## [Tasks for this exercise]
A: Copy from the Moumouni text below the part that opens with the words containing "Moumouni was born" and closes with "in Brazzaville, Congo.".
B: Answer these questions using the Moumouni text below:
(i) In which city did Moumouni practise as a physician until 1959?
(ii) What percentage of the vote did he win in the 1968 presidential election?
(iii) In what year was the book he published with L. Atayi and L. Charles released?

Moumouni was born in Cotonou on October 25, 1922. Moumouni graduated from the Victor Segalen Bordeaux 2 University of the University of Bordeaux in France with a Doctorate of Medicine, and later qualified as a Master of Public Health and Science, obtained respectively in Montreal, Quebec, Canada and Chicago, United States. After his university studies, Moumouni returned to Cotonou, where he practised as a physician until 1959, and would later spend much of his adult life outside Dahomey's borders. When independence was obtained, Moumouni was appointed Director of the Ministry of Health for his country. From 1963 to 1968, he worked for the World Health Organization in Brazzaville, Congo.

==1968 presidential election==
Moumouni was one of five candidates in his country's presidential election held on May 15, 1968. He was heavily backed by supporters of former premier Justin Ahomadegbé-Tomêtin and won the election with 83 percent of the vote, and 241,120 ballots of 289,079 cast. This made Moumouni the first democratically elected president of Dahomey since January 1964. However, only 27.6 percent of eligible voters actually voted. The election results were annulled by President Alphonse Amadou Alley because organised demonstrations prohibited almost three-quarters of the electorate from casting their ballots.

==Medical journalism==
Moumoni returned to Brazzaville after the elections. He would continue with his medical research, particularly into public health services, publishing numerous books in collaboration with other distinguished physicians. In 1970, along with people such as L. Atayi and L. Charles, he published the book in Brazzaville, Une Conception intégrée des services de santé publique dans la Région africaine., a study of current public health issues within the Africa region, working for the Bureau régional de l'Afrique.

## [Extracted information]
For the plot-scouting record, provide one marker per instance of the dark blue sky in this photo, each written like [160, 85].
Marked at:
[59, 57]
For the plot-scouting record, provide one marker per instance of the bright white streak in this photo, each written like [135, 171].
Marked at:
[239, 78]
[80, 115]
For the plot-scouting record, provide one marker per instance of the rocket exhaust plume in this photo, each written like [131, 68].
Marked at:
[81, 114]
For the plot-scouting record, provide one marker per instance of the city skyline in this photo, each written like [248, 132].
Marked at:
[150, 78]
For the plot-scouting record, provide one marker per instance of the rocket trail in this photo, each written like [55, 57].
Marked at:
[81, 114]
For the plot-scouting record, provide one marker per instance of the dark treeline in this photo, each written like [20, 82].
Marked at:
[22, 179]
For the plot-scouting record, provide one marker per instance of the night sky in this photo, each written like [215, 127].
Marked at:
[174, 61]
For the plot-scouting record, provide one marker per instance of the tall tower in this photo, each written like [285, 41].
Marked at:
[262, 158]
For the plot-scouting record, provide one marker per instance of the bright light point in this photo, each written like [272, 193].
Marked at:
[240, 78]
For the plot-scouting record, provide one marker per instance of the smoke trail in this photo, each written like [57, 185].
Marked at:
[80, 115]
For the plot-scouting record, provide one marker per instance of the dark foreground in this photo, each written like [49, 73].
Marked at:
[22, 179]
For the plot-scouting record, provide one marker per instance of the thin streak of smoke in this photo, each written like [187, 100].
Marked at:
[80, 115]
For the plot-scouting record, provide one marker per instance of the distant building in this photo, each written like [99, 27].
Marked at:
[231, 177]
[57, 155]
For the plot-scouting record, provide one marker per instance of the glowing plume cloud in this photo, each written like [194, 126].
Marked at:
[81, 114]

## [Answers to this exercise]
A:
Moumouni was born in Cotonou on October 25, 1922. Moumouni graduated from the Victor Segalen Bordeaux 2 University of the University of Bordeaux in France with a Doctorate of Medicine, and later qualified as a Master of Public Health and Science, obtained respectively in Montreal, Quebec, Canada and Chicago, United States. After his university studies, Moumouni returned to Cotonou, where he practised as a physician until 1959, and would later spend much of his adult life outside Dahomey's borders. When independence was obtained, Moumouni was appointed Director of the Ministry of Health for his country. From 1963 to 1968, he worked for the World Health Organization in Brazzaville, Congo.

B:
(i) Cotonou
(ii) 83 percent
(iii) 1970